> **GIVEN ENTRIES**:

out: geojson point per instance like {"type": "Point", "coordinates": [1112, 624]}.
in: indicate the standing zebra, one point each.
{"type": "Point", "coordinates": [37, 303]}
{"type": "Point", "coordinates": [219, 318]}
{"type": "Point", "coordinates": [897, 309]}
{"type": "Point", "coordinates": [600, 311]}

> **PROBLEM STATEMENT**: Set down every entry exactly as given.

> **WRITTEN RESPONSE**:
out: geojson point per instance like {"type": "Point", "coordinates": [1112, 624]}.
in: indicate the standing zebra, one point each.
{"type": "Point", "coordinates": [37, 303]}
{"type": "Point", "coordinates": [219, 318]}
{"type": "Point", "coordinates": [897, 309]}
{"type": "Point", "coordinates": [600, 311]}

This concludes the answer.